● **Set exercise**
Edit everything from the line containing "Indicate one point per instance of the burned" down to the end of the data, replacing "boat" with "vessel" and keeping all else unchanged. Omit the pictures from your answer.

=== Provided information ===

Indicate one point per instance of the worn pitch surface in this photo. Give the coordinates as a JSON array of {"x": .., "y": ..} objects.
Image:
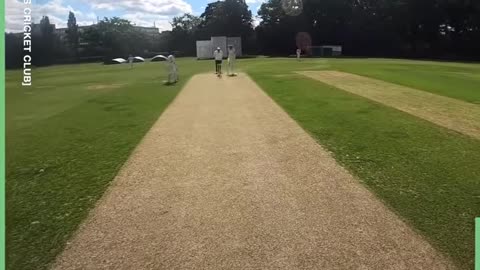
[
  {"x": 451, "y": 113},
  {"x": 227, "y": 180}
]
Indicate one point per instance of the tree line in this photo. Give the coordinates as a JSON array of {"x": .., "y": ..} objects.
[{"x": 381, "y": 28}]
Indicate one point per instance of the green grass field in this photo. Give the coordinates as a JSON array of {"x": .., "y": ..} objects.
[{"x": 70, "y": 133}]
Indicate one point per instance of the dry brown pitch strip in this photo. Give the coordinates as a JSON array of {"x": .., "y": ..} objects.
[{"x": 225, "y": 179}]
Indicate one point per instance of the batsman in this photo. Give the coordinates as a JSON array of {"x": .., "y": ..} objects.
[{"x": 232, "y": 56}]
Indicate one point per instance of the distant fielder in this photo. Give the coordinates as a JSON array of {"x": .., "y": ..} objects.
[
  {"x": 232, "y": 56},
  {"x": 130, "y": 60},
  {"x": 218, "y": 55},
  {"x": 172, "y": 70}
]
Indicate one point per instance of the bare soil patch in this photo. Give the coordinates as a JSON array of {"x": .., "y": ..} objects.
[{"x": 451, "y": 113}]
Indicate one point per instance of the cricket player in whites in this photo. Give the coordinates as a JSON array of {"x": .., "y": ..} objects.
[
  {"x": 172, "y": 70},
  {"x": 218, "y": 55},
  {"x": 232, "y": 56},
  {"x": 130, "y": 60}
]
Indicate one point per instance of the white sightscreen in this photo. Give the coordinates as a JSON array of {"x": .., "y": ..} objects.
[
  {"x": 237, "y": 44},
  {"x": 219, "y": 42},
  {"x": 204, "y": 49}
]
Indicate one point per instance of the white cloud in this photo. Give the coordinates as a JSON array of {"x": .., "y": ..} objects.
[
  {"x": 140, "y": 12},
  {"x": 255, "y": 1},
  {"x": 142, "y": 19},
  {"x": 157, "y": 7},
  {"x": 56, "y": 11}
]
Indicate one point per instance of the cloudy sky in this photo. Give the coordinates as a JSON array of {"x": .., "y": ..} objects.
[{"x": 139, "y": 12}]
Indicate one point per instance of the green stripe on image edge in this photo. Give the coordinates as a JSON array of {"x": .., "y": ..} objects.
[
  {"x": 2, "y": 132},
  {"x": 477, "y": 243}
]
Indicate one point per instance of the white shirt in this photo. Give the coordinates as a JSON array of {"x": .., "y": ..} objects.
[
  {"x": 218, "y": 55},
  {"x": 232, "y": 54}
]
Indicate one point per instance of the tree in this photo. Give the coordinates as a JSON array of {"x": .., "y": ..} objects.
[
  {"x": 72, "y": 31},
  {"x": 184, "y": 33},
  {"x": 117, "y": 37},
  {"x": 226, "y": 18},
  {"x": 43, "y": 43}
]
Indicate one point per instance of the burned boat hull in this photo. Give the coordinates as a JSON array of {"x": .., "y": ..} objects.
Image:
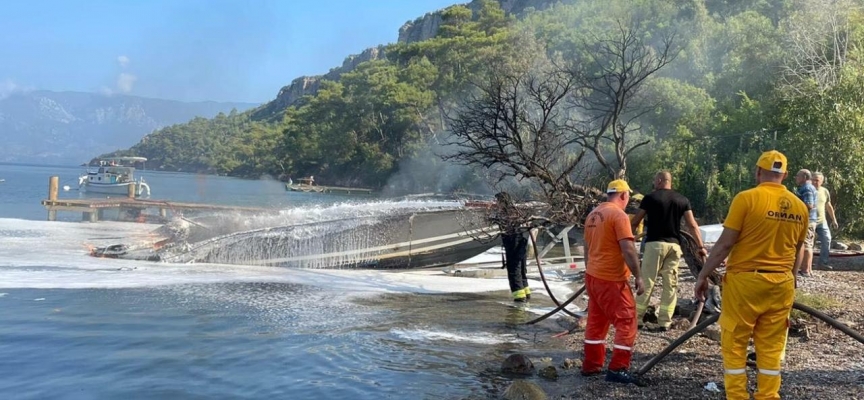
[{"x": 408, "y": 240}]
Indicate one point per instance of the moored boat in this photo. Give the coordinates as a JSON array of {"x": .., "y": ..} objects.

===

● **Result of this exercise**
Indicate one point per instance of the burned vessel hull in this photo. Give the coordinates as a JSON array of {"x": .., "y": ..} objects.
Image:
[{"x": 408, "y": 240}]
Indicate one point per instance of the moored vessel in this photo. Give the coordinates as a JSON array of {"x": .., "y": ..} objects.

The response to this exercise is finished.